# [Passage given]
________________

Brazilian light-vehicle sales were strong in May, increasing 17.3% year on year (y/y), after a pullback in April's demand. Exports continued to increase, rising 52.2% y/y, which helped drive an increase in production of 33.5% y/y.

IHS Markit perspective:

  • Significance: In May, the Brazilian light-vehicle sales grew by 17.3% y/y, bringing year-to-date (YTD) sales up by 2.3% y/y. For the month, exports were up dramatically on increased efforts from the industry, assisting strong improvements in production output. In YTD figures, the market is in positive y/y territory for the first time since 2014, while exports rose 63.7% y/y and production increased 23.9%.
  • Implications: After three years of significant decline, on the absence of economic momentum and consumer confidence and the banks' caution towards lending, the Brazilian market appears to be stabilising. Additionally, there have been six interest rate cuts since November 2016 and it may be that the reduced rates are beginning to assist auto sales
  • Outlook: Brazil's automotive market returned to positive movement in May, after a contraction in April, and it has shown an improvement in sales on a YTD basis for the first time in several years. The release of funds into the FGTS social welfare programme is, as expected, contributing to market stabilisation. The programme runs through August. IHS Markit projects sales for the full year 2017 will be essentially even with 2016's; after three years of decline, such a result is a step forward.

________________

# [Entries from an annotation dataset]
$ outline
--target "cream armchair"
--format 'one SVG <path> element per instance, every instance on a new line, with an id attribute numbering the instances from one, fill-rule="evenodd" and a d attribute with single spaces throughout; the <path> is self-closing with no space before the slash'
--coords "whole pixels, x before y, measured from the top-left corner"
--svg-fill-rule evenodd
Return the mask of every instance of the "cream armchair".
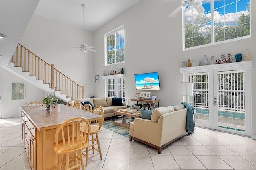
<path id="1" fill-rule="evenodd" d="M 187 109 L 183 104 L 154 109 L 151 120 L 134 119 L 130 124 L 130 141 L 132 139 L 157 149 L 162 149 L 187 134 Z"/>

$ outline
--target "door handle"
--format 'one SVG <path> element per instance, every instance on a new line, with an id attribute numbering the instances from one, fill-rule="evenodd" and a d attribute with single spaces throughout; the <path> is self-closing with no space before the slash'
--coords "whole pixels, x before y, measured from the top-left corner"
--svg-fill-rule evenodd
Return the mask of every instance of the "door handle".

________________

# [What to do]
1 – According to the passage on Brazilian light-vehicle sales, by what percentage did exports rise year on year in May?
2 – From the passage on Brazilian light-vehicle sales, copy word for word the part that opens with the words containing "Brazilian light-vehicle sales were" and closes with "production increased 23.9%.".
None of the entries is needed.

# [Answers to the problems]
1 – 52.2%

2 –
Brazilian light-vehicle sales were strong in May, increasing 17.3% year on year (y/y), after a pullback in April's demand. Exports continued to increase, rising 52.2% y/y, which helped drive an increase in production of 33.5% y/y.

IHS Markit perspective:

  • Significance: In May, the Brazilian light-vehicle sales grew by 17.3% y/y, bringing year-to-date (YTD) sales up by 2.3% y/y. For the month, exports were up dramatically on increased efforts from the industry, assisting strong improvements in production output. In YTD figures, the market is in positive y/y territory for the first time since 2014, while exports rose 63.7% y/y and production increased 23.9%.